Provided records
-----
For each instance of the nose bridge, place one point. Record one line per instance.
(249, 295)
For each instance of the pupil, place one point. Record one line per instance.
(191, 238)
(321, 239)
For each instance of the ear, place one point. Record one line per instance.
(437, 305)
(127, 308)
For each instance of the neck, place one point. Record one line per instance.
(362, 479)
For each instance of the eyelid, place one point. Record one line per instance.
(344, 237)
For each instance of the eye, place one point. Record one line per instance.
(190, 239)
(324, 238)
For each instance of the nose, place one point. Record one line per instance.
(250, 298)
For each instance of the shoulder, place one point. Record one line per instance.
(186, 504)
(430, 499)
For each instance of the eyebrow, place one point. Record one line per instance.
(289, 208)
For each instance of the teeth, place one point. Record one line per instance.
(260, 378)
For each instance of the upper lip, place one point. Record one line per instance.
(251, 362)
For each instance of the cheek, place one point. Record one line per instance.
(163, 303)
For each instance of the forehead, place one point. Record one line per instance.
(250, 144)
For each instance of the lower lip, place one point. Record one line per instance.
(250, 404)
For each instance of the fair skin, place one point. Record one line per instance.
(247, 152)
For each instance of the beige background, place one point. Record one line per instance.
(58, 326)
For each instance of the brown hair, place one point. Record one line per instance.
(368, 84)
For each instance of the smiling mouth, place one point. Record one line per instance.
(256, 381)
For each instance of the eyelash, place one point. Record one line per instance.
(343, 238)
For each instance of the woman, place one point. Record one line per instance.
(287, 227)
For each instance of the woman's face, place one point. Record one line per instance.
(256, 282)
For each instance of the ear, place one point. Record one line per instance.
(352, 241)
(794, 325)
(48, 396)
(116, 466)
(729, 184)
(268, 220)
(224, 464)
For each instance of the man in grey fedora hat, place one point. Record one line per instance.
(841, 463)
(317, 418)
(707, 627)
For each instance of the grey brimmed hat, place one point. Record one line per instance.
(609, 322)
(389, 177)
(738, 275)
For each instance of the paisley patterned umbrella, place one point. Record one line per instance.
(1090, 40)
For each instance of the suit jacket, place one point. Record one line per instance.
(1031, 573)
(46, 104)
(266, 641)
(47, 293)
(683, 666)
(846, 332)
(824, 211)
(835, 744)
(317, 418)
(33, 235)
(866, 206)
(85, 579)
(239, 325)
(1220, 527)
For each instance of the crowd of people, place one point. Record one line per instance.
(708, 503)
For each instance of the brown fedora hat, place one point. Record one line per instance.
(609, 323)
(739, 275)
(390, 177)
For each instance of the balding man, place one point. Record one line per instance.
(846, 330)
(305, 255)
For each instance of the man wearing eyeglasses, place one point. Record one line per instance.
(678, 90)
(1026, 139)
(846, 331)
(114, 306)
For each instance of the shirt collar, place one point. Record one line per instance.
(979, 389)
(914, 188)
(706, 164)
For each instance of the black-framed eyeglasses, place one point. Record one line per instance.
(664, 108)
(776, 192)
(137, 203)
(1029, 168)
-----
Work required
Write out all of the entries above, exactly and in full.

Answer space
For each instance of the nose bridge, place one point. Record one line per instance.
(249, 295)
For each instance of the pupil, place one point. Record one line per instance.
(191, 238)
(321, 239)
For each instance of the ear, place one point. Record one line per instance.
(437, 305)
(127, 308)
For each instance of the neck, place one point. Record one line per instance.
(362, 479)
For each instance of the eyelid, place one point. Record one line per instance.
(344, 237)
For each instance of the eye, place one point. Record one line per instance.
(190, 239)
(324, 238)
For each instance of the nose, place one point. Record one line per instance.
(250, 298)
For each instance of the shoulder, place one point. Record one line per instance.
(186, 504)
(430, 499)
For each instance of the eyebrow, place one point. Record one line per instance.
(289, 208)
For each instance of the teeth, place one point. Record one line per instance.
(260, 378)
For each instance of the upper lip, place one point. Record one line per instance.
(251, 362)
For each instance of the cheek, place one point. Record one line per instance.
(163, 303)
For each instance of the forehead, place one point. Record one line per instance.
(250, 144)
For each instance of the lower lip, place one point. Record one line per instance.
(250, 404)
For each instance of the fair skin, place one point. Record one line per instance.
(247, 152)
For each instance of the beige background, place one point. Record one line per instance.
(58, 326)
For each instance of the brown hair, place one point. Record one line per instance.
(368, 84)
For each instance of the smiling mouth, place one point. Record one line per instance.
(256, 381)
For each instance of the eyelash, place one point. Record one line per instance.
(343, 238)
For each instance of the woman, place one point. Record one line per instance.
(287, 227)
For each instance of the woman's face, place one point. Record one line per instance.
(256, 282)
For each instance of the ear, place one point. Record one line per instance.
(352, 241)
(794, 325)
(48, 396)
(116, 466)
(729, 184)
(268, 220)
(224, 464)
For each instance of the man in grey fedora hat, place one point. Record one line per instance.
(841, 463)
(317, 418)
(707, 627)
For each instance of the grey brimmed hat, place one point. Record one line per instance.
(609, 322)
(389, 177)
(738, 275)
For each instance of the paisley patterned umbrella, place one point. Record one line per instance.
(1090, 40)
For each instance of the suit jacket, place one point. Record one line per instance.
(1031, 573)
(46, 104)
(266, 641)
(47, 293)
(683, 666)
(846, 332)
(824, 211)
(835, 744)
(317, 418)
(33, 235)
(866, 206)
(85, 579)
(239, 325)
(1220, 527)
For each instance of the crowd of people, place one point. Record one line per instance.
(708, 503)
For each instance of the brown fedora hat, place one point. Record one line per instance.
(609, 323)
(739, 275)
(390, 177)
For each instance of the balding man, place one point. Record one line per instance.
(846, 330)
(305, 255)
For each instance of the man wearing eyeglasses, place one point. Record one line per instance.
(678, 90)
(1026, 139)
(846, 331)
(114, 306)
For each instance of the shirt collar, place one point. Record one line per instance.
(979, 389)
(914, 188)
(706, 164)
For each instance of the black-framed eyeglasses, place one point. Record one line per instance.
(664, 108)
(776, 192)
(137, 203)
(1029, 168)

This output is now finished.